DO THIS »
Replace "blurred background" with "out-of-focus background" in the stretch of lines from the one containing "of the blurred" through the one containing "x=423, y=54", and give back only those lines with nothing else changed.

(Labeled-object pointing entries)
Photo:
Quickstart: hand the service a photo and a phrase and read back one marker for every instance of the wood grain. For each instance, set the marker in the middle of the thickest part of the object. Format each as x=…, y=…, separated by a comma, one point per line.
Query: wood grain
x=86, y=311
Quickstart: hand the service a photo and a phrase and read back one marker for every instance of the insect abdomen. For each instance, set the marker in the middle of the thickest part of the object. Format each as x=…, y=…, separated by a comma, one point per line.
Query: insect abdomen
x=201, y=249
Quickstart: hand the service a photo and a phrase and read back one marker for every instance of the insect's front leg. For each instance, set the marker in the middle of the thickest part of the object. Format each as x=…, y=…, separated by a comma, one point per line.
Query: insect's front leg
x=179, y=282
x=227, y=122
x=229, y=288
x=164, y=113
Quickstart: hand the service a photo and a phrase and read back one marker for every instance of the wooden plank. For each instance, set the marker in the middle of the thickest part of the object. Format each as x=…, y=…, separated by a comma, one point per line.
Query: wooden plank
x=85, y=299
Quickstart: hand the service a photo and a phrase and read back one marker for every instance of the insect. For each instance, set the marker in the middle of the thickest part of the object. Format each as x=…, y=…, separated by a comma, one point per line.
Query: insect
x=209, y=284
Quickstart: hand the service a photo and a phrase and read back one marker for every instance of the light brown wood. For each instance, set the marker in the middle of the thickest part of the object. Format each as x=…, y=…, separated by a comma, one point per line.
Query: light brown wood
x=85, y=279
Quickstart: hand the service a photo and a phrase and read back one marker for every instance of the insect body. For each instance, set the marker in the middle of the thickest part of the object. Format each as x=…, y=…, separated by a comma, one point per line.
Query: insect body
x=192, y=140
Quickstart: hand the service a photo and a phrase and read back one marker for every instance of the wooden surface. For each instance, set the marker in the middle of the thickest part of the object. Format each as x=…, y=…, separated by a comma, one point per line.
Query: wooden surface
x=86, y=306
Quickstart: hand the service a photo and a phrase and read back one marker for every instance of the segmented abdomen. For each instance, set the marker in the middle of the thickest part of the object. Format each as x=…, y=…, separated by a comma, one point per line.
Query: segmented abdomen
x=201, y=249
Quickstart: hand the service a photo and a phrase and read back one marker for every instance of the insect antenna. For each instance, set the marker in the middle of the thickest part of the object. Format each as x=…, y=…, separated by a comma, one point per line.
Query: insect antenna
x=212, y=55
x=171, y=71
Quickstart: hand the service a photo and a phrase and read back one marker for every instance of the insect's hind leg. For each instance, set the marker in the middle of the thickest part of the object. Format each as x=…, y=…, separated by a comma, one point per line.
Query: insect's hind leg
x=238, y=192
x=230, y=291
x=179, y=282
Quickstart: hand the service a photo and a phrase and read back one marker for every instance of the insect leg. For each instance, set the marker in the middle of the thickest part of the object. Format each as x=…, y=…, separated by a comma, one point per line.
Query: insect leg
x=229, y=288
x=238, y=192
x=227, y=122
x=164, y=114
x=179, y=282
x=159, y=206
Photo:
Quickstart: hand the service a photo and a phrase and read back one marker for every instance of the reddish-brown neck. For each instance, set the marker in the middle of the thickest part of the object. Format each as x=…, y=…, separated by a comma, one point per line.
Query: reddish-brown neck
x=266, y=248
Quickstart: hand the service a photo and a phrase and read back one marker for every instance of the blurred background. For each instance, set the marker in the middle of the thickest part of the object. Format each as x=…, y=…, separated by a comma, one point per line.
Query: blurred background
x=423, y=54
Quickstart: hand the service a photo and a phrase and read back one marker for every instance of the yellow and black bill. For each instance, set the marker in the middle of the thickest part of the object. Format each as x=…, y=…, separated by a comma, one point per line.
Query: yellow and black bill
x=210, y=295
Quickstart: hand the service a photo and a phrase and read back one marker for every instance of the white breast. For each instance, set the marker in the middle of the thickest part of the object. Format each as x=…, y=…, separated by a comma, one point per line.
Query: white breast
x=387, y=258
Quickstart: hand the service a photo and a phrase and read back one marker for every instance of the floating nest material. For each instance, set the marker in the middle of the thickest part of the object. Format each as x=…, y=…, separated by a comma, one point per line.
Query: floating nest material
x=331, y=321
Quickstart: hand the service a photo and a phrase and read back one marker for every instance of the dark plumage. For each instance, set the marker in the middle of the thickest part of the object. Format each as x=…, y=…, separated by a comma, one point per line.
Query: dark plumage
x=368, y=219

OUTPUT BELOW »
Quickstart: hand the service a photo and a phrase and read back one marker for every instance of the out-of-focus background. For each instance, set the marker in the middle of the thickest part of the object. Format each as x=…, y=…, separated by a comma, one point per line.
Query: out-of-focus background
x=423, y=54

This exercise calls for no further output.